→ Required work: Everything in the listing should be restated word for word.
***** Data for processing *****
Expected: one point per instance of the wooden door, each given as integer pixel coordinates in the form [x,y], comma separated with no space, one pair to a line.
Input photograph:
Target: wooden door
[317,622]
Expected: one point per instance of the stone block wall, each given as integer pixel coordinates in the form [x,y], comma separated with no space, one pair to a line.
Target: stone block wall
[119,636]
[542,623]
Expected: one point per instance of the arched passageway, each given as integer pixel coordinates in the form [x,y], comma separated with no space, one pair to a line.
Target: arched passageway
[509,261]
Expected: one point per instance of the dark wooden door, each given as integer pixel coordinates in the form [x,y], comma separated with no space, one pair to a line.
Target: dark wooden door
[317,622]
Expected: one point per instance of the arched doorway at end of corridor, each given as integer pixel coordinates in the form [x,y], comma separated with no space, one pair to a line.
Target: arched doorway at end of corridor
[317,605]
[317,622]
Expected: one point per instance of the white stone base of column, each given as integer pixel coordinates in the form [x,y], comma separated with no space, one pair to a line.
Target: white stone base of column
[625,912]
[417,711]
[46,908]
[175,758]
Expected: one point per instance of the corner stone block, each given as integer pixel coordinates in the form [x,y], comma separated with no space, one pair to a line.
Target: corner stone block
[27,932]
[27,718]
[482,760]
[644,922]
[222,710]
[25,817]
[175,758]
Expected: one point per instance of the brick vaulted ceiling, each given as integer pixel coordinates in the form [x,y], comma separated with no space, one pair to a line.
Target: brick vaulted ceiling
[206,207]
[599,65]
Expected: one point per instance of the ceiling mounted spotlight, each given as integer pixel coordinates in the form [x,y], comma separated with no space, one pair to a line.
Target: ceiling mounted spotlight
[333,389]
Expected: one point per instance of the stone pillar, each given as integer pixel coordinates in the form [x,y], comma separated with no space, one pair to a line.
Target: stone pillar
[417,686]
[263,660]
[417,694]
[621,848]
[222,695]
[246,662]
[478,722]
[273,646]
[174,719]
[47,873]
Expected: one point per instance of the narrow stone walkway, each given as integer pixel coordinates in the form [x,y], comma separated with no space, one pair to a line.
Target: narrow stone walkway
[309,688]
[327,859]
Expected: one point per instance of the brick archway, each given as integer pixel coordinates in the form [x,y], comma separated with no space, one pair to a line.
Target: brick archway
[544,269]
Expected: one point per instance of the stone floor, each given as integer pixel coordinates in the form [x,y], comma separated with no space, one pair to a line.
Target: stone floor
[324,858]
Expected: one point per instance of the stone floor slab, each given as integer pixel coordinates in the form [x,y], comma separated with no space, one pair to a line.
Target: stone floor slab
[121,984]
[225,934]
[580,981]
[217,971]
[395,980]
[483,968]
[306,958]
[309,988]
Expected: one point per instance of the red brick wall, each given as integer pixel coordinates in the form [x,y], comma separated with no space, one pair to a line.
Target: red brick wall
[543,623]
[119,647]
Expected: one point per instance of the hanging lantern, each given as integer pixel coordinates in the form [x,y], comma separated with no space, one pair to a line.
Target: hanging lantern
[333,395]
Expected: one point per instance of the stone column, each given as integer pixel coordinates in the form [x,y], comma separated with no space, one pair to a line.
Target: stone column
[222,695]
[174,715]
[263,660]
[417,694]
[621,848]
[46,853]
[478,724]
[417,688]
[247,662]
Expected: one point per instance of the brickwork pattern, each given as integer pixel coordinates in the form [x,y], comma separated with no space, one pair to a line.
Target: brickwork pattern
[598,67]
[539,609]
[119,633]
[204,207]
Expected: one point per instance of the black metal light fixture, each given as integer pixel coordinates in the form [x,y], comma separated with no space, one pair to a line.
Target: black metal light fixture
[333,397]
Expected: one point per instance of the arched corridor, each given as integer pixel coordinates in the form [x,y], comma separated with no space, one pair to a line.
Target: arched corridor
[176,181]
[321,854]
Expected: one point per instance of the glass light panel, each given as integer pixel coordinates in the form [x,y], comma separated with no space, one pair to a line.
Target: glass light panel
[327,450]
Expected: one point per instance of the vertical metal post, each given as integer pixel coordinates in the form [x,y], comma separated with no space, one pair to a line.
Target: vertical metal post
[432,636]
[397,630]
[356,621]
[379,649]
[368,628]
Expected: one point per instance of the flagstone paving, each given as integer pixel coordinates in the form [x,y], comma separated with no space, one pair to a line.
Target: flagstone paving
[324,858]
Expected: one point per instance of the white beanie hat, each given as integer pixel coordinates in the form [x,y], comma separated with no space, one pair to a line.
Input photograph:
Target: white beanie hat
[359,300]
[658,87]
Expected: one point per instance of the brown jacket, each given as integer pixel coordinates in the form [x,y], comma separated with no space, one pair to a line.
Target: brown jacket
*****
→ Exercise response:
Expected: one point per instance of the wooden door, each given as integer pixel coordinates in the form [x,y], comma separated with no space, one pair to a line.
Input photograph:
Target: wooden door
[317,622]
Expected: one point per instance of the stone block wall, each given as integer pixel coordinates in the form [x,y], comma separated with no space, one pair to a line.
Target: stone block wall
[119,636]
[542,623]
Expected: one point per instance of the arched passageway, each given as integer pixel coordinates in the form [x,y], comma separated with no space, one pair to a line.
Target: arched passageway
[509,261]
Expected: one point per instance of the dark wooden door, each given as integer pixel coordinates in the form [x,y], comma separated with no space, one pair to a line.
Target: dark wooden door
[317,622]
Expected: one point per instance of the arched doorway at end of corridor, each given as integer pixel coordinates in the form [x,y], comma separated with no space, one pair to a line.
Target: arched doorway at end of corridor
[317,605]
[317,622]
Expected: one point per instance of the white stone base of column, each given as integer pixel coordinates in the form [x,y], comma separated with no space, one pair to a line.
Target: white stone base of column
[625,912]
[417,711]
[46,908]
[175,758]
Expected: one point per instance of the corner stone block, each given as integer pixel coordinates in the form [x,y], comma separated with no space, one pair to a line.
Target: corner stone block
[27,932]
[27,718]
[482,760]
[644,922]
[222,710]
[25,817]
[175,758]
Expected: one point per instance of the brick vaulted ceiling, each given as integer pixel coordinates in the form [x,y], comma separated with no space, one pair to a line.
Target: brick vaulted ceiling
[206,207]
[599,65]
Expected: one point per instance of the ceiling mounted spotlight, each given as integer pixel coordinates in the form [x,y], comma separated with no space, one pair to a line.
Target: ceiling mounted spotlight
[333,389]
Expected: one point per instance of the stone pillar, each given as integer pixel coordinates in the form [x,y], comma separated with no space, one pair to a line.
Target: stone pillar
[417,686]
[263,660]
[417,694]
[621,848]
[222,695]
[246,662]
[478,722]
[273,646]
[174,719]
[47,873]
Expected: one point per instance of the narrow stone walkway, each given as integer pixel coordinates in the form [x,y], comma separated with no space, one pair to a line.
Target: narrow stone walkway
[309,688]
[327,859]
Expected: one point per instance of the brick archway, each given as integer pixel coordinates in the form [x,y], comma separated with no space, one pair to a line.
Target: brick archway
[544,269]
Expected: one point per instance of the stone floor, each given as integer pixel coordinates in the form [x,y], comma separated with no space, one pair to a line.
Target: stone floor
[324,858]
Expected: one point per instance of the stone floor slab, each given as integer pixel coordinates in the form [x,y], comma separated with no space, one pair to a line.
Target: stone floor slab
[121,984]
[225,934]
[580,981]
[217,971]
[395,980]
[483,968]
[306,958]
[309,988]
Expected: one point per instance of the red brick wall, each given as integer pixel coordinates in the form [x,y], comma separated with no space, one pair to a line.
Target: red brick wall
[543,623]
[119,647]
Expected: one point per instance of the hanging lantern, each given as integer pixel coordinates in the form [x,y], comma separated with no space, one pair to a line.
Target: hanging lantern
[333,395]
Expected: one point per instance of the stone column, each given as integer pixel coordinates in the form [x,y], comma separated with no space, one pair to a line.
Target: stone column
[222,695]
[174,715]
[263,660]
[417,694]
[621,848]
[46,853]
[478,724]
[417,688]
[247,662]
Expected: one point per instance of the brickwork pattern, each given as integer pixel coordinates in the form [x,y], comma separated with no space, one pair to a line.
Target: brickwork pattern
[598,67]
[539,609]
[119,633]
[204,207]
Expected: one point per instance of the black metal light fixture, each given as integer pixel coordinates in the form [x,y], comma separated with no space, one pair to a line.
Target: black metal light fixture
[333,397]
Expected: one point per instance of the arched corridor, each given as integer pixel coordinates in the form [x,y], comma separated with no space, one pair to a line.
Target: arched corridor
[176,181]
[321,854]
Expected: one point per instance of the glass light panel, each given as integer pixel coordinates in the form [x,y], comma separated with no space, one pair to a line.
Target: glass light panel
[327,450]
Expected: one point per instance of the vertical metal post, each given as integer pixel coordinates in the form [x,y], comma separated with no space, one pair to a line.
Target: vertical metal post
[432,636]
[397,630]
[356,621]
[379,649]
[368,628]
Expected: one point per instance of the flagstone paving, each given as integer pixel coordinates in the form [x,y], comma separated with no space, one pair to a line.
Target: flagstone paving
[324,858]
Expected: one point per instance of the white beanie hat, each given as integer pixel coordinates in the form [x,y], comma separated with no space, one pair to a line.
Input photograph:
Target: white beanie hat
[359,300]
[658,87]
Expected: one point per instance of the brown jacket, each given as integer pixel coordinates in the form [x,y], comma separated with no space, one pair to a line.
Target: brown jacket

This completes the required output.